WHAT IS ASKED = Reproduce the listing below, substituting "proofing basket" for every occurrence of "banneton" and changing nothing else.
[start of THE DATA]
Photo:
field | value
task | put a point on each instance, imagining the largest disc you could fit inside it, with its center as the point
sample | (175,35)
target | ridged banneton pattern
[end of THE DATA]
FULL RESPONSE =
Photo:
field | value
task | put a point on each instance, imagining the largest disc you could fit inside it, with its center as the point
sample | (175,35)
target | ridged proofing basket pattern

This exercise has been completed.